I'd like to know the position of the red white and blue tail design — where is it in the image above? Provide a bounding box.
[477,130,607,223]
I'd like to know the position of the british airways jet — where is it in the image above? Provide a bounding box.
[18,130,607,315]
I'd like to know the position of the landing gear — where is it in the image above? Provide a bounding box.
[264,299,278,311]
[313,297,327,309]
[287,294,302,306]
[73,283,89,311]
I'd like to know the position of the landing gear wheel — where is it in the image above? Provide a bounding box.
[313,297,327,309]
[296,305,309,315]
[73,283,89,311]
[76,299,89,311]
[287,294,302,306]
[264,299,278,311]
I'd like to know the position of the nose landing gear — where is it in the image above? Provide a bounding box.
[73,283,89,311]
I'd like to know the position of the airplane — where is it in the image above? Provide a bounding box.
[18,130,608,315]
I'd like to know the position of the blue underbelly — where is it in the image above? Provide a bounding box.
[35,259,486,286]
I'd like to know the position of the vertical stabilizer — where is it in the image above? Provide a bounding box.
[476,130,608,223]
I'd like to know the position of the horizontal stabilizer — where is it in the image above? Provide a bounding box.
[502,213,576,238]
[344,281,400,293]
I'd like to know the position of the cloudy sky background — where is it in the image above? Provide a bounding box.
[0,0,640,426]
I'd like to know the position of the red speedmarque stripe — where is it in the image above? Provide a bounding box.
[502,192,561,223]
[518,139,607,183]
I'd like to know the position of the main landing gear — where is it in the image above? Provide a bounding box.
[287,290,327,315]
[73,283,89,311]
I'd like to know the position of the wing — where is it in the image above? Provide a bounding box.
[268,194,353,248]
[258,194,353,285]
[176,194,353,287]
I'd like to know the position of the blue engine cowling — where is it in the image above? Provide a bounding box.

• • • •

Retype the stretch of the listing above from the line containing "I'd like to know the position of the red speedmarque" through the end of the listing, keeping every line exactly as it appears.

I'd like to know the position of the red speedmarque stripe — where is it in the image above? Provide a bounding box.
[502,192,561,223]
[518,139,607,183]
I'd like to know the position of the main landing gear — where is it in the image above? Provide a bounding box.
[287,290,327,315]
[73,283,89,311]
I'd like to know the position of the wing — where is it in the image above? Provide a bounding box.
[268,194,353,248]
[258,194,353,285]
[176,194,353,287]
I'd like to know the position of the blue engine cowling — where is it in the image above? Provide a bounding box.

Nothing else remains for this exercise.